> [Objective] Convert every line of the items below into a numbered list, skipping blank lines and omitting the pictures.

> [Provided records]
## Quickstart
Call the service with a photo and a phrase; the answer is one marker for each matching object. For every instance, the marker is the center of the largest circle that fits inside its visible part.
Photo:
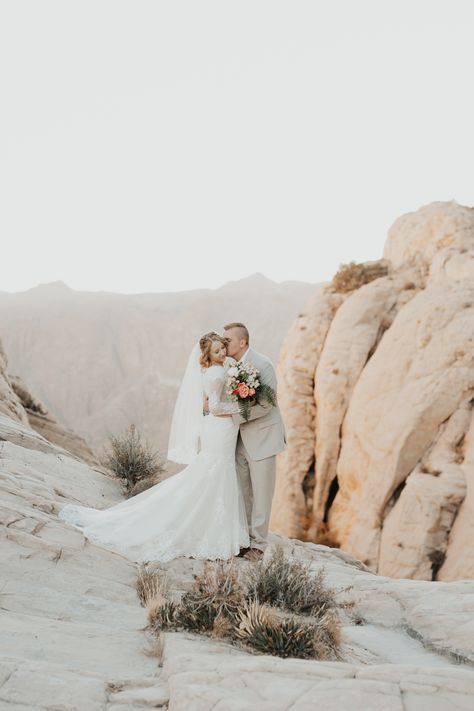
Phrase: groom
(258, 442)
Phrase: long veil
(183, 444)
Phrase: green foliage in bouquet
(264, 395)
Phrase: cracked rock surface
(74, 637)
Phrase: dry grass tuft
(133, 462)
(353, 275)
(149, 586)
(264, 630)
(289, 584)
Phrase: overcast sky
(168, 145)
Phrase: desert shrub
(133, 462)
(149, 585)
(265, 631)
(354, 275)
(289, 584)
(223, 605)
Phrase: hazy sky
(168, 145)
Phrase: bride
(199, 512)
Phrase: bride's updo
(205, 344)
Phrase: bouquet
(245, 386)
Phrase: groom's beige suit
(258, 442)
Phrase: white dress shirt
(245, 355)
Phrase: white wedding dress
(199, 512)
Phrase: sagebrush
(277, 607)
(133, 461)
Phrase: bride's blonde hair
(205, 343)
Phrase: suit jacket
(264, 434)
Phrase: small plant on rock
(133, 462)
(289, 584)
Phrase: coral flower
(244, 390)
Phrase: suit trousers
(257, 483)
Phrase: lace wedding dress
(199, 512)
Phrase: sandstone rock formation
(17, 401)
(377, 392)
(73, 635)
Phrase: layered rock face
(18, 402)
(377, 392)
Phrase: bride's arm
(216, 406)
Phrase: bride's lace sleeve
(216, 405)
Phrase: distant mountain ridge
(101, 360)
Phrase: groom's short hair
(244, 333)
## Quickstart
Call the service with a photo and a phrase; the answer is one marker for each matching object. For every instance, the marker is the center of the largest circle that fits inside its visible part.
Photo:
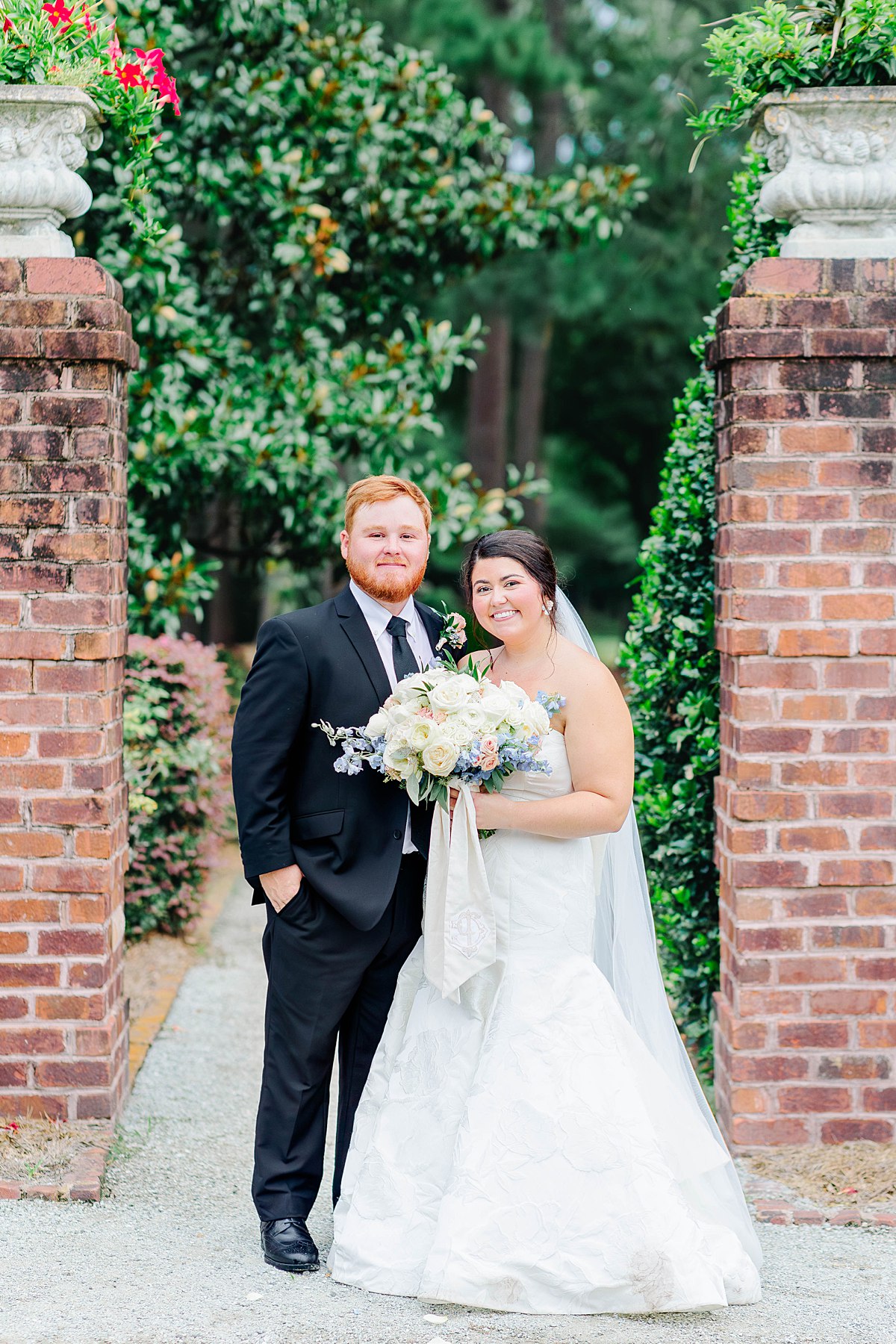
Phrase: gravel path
(171, 1257)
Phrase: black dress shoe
(287, 1245)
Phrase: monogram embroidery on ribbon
(467, 932)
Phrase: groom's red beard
(386, 588)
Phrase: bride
(538, 1140)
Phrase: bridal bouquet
(445, 727)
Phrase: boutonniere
(453, 632)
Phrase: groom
(339, 860)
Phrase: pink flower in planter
(57, 13)
(131, 75)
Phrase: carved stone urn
(832, 154)
(45, 134)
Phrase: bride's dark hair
(527, 550)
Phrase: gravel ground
(171, 1257)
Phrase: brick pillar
(805, 833)
(65, 349)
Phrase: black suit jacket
(346, 833)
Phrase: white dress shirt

> [Response to this task]
1. ## Quickstart
2. Call the service with a photo and a phrase; the answer is one marker for each matching object. For every instance, the marker is the center of the largest circle that fits inside its visible part.
3. Photo:
4. Phrase: groom
5. (258, 442)
6. Phrase: long veil
7. (183, 444)
8. Phrase: green foliage in bouquet
9. (264, 395)
10. Phrase: cracked rock surface
11. (74, 637)
12. Phrase: dry grass tuft
13. (133, 462)
14. (353, 275)
15. (149, 586)
16. (264, 630)
17. (289, 584)
18. Phrase: overcast sky
19. (168, 145)
20. Phrase: desert shrub
21. (133, 462)
22. (149, 585)
23. (265, 631)
24. (354, 275)
25. (289, 584)
26. (223, 605)
27. Phrase: hazy sky
28. (168, 145)
29. Phrase: bride
30. (199, 512)
31. Phrase: bride's updo
32. (205, 344)
33. Phrase: bouquet
34. (245, 386)
35. Phrase: groom's beige suit
36. (258, 442)
37. Phrase: white dress shirt
38. (245, 355)
39. Phrase: white wedding dress
40. (199, 512)
41. Phrase: sagebrush
42. (277, 607)
43. (133, 461)
44. Phrase: bride's blonde hair
45. (205, 343)
46. Phrase: suit jacket
47. (264, 434)
48. Phrase: small plant on rock
49. (133, 462)
50. (289, 584)
51. Phrase: coral flower
52. (244, 390)
53. Phrase: suit trousers
54. (257, 483)
55. Phrase: lace wedding dress
56. (199, 512)
57. Phrase: sandstone rock formation
58. (17, 401)
59. (377, 392)
60. (73, 635)
61. Phrase: layered rock face
62. (18, 402)
63. (377, 392)
64. Phrase: bride's arm
65. (216, 406)
66. Phrase: bride's lace sleeve
67. (216, 405)
68. Phrase: distant mountain ridge
69. (101, 360)
70. Phrase: groom's short hair
71. (244, 333)
72. ## Quickstart
73. Call the service with a photo and a phrase; the answer is one marker for each matching object. For every instance, the marker is the center of the largest circle that fits inside its visible part.
74. Photo:
75. Phrase: gravel path
76. (171, 1257)
77. Phrase: black dress shoe
78. (287, 1245)
79. Phrase: monogram embroidery on ribbon
80. (467, 932)
81. Phrase: groom's red beard
82. (386, 588)
83. Phrase: bride
84. (538, 1140)
85. Phrase: bridal bouquet
86. (445, 727)
87. Phrase: boutonniere
88. (453, 632)
89. Phrase: groom
90. (339, 860)
91. Phrase: pink flower in planter
92. (57, 13)
93. (131, 75)
94. Phrase: carved stone urn
95. (832, 154)
96. (45, 134)
97. Phrase: bride's dark hair
98. (527, 550)
99. Phrase: gravel ground
100. (171, 1257)
101. Phrase: brick pillar
102. (805, 833)
103. (65, 349)
104. Phrase: black suit jacket
105. (346, 833)
106. Phrase: white dress shirt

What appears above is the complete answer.